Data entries

+++

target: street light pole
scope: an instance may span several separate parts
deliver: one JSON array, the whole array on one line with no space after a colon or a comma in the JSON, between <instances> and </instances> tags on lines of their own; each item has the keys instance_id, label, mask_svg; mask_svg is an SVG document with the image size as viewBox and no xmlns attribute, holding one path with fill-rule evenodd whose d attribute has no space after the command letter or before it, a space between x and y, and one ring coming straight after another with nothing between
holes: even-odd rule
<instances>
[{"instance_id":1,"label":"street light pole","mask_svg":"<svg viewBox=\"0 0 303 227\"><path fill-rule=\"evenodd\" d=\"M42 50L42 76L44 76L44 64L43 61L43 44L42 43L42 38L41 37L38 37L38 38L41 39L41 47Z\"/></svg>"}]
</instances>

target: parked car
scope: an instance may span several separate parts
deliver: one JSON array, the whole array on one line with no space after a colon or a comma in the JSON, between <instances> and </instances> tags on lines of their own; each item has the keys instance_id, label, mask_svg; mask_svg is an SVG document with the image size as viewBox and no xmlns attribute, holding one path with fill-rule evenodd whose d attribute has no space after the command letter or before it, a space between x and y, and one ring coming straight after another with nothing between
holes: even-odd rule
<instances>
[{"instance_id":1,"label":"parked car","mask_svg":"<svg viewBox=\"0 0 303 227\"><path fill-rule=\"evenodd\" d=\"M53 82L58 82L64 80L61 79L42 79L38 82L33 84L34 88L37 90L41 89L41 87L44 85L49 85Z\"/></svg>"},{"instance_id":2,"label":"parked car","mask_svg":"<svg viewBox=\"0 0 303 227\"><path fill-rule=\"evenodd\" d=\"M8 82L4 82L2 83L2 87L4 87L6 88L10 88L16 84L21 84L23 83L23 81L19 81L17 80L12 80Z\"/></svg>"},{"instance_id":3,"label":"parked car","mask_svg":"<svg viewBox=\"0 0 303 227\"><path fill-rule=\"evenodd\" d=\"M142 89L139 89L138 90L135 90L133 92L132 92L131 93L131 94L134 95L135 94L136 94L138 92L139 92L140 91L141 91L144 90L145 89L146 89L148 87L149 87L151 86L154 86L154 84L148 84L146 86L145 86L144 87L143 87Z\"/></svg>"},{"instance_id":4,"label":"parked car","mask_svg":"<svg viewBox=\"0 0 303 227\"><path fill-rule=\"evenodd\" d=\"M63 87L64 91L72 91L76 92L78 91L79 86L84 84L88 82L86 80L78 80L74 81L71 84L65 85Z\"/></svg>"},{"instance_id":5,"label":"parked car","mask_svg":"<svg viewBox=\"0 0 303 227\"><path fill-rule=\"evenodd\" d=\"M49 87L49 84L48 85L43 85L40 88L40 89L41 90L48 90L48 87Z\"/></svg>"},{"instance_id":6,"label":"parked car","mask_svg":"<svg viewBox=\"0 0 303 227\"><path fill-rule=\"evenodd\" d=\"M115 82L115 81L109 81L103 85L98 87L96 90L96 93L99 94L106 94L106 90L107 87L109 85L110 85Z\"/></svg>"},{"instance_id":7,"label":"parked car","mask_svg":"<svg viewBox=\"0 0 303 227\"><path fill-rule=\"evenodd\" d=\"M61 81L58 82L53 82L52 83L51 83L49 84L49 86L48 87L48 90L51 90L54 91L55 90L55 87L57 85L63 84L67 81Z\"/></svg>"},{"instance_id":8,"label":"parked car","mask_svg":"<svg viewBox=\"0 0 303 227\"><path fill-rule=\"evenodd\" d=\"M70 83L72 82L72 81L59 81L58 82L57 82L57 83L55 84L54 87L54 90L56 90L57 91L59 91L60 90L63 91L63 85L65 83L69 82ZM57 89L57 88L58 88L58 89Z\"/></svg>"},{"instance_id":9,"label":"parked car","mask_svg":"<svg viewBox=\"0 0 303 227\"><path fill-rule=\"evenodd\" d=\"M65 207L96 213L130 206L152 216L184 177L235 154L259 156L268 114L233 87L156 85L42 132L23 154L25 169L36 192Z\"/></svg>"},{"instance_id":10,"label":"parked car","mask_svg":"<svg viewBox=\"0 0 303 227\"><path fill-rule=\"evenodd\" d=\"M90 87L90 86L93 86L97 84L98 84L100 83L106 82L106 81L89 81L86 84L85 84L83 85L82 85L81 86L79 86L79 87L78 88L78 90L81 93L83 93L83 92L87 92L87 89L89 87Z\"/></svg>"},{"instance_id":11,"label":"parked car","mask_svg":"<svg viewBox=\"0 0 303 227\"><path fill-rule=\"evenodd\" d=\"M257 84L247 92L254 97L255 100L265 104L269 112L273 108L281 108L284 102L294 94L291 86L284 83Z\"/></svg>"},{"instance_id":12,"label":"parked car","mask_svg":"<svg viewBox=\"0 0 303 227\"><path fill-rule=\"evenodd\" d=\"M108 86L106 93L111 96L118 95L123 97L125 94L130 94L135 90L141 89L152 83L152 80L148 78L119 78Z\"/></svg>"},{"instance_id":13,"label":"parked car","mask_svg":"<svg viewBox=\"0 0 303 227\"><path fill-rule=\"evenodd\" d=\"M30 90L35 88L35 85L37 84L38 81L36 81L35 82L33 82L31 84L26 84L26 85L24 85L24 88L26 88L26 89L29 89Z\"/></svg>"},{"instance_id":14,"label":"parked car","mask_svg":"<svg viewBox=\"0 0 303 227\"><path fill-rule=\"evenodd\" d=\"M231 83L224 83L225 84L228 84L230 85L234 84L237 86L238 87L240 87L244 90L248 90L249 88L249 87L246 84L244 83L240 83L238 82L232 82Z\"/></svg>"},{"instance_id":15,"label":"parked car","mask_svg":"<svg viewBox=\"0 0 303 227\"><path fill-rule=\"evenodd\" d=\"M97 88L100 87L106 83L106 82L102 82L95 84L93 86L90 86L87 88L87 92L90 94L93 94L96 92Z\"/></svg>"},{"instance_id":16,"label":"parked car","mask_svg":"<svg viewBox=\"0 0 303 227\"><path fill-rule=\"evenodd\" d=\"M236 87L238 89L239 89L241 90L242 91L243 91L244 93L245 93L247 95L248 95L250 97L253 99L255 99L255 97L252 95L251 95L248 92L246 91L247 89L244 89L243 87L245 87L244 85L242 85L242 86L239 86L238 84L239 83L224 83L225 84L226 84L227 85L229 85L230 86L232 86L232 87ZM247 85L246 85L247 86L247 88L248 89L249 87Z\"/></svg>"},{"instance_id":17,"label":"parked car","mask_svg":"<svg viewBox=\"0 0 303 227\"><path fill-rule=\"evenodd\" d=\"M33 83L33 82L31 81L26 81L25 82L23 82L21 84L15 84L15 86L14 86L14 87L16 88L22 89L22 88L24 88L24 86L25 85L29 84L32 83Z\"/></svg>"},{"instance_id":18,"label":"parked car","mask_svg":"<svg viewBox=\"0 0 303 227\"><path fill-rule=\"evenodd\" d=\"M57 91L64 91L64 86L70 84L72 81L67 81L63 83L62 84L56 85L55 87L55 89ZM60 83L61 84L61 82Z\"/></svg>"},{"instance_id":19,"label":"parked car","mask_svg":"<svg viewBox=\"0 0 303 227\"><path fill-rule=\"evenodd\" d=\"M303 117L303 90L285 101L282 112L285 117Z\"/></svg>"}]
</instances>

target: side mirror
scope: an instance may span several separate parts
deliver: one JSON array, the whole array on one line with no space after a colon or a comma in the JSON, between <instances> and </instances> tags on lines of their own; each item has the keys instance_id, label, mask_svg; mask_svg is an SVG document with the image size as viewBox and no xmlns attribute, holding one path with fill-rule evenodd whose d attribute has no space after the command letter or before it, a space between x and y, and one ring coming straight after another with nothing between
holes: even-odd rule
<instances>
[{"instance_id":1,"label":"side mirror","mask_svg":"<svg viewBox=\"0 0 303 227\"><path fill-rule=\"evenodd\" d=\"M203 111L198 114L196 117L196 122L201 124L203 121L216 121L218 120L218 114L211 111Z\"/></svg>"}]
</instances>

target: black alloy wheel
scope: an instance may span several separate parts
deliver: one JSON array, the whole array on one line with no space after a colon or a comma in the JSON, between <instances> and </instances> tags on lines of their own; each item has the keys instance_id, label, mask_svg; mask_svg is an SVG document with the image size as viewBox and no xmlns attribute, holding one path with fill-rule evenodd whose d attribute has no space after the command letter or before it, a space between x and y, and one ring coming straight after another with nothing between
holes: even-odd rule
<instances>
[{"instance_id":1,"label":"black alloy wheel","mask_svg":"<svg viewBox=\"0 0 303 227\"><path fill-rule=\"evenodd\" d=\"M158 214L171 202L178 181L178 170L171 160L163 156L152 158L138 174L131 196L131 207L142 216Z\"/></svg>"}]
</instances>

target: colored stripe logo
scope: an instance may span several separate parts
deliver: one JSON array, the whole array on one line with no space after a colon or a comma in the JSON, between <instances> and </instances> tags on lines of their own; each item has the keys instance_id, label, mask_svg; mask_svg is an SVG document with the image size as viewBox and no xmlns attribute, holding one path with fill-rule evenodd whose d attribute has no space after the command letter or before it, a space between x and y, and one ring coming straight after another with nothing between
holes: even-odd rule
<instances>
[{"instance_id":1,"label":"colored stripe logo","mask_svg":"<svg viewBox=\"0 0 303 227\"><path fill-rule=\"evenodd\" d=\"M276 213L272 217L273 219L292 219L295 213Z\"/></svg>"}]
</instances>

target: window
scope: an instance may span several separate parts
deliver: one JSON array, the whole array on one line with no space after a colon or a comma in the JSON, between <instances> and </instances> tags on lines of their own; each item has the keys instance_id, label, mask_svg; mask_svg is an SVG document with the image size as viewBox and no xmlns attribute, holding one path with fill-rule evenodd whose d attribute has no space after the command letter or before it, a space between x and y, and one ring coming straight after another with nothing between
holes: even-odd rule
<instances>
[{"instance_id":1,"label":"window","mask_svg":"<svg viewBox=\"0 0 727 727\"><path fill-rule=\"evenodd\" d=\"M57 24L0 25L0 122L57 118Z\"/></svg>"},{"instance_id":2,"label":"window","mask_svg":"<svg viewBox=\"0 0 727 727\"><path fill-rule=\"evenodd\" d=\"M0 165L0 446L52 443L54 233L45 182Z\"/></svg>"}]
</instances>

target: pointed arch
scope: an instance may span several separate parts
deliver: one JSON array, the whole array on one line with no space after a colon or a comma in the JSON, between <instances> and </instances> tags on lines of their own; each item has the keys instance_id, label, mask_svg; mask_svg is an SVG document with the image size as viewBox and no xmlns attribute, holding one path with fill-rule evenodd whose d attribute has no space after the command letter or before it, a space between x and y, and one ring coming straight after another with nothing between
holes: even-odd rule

+++

Do this
Starting at the line that contains "target: pointed arch" and ending at the end of the listing, write those lines again with "separate parts" replaced by "disconnected parts" and everything else left unchanged.

Answer to the task
target: pointed arch
scope: an instance may span several disconnected parts
deliver: one JSON array, the whole array on one line with no space after a colon or a comma in the JSON, between <instances> and </instances> tags on lines of their own; each item has the keys instance_id, label, mask_svg; mask_svg is an SVG document with the image size as viewBox and no xmlns attribute, holding one path with fill-rule evenodd whose d attribute has no space after the command letter or before it, a space between x and y, and one ring coming straight after another with nothing between
holes: even-odd rule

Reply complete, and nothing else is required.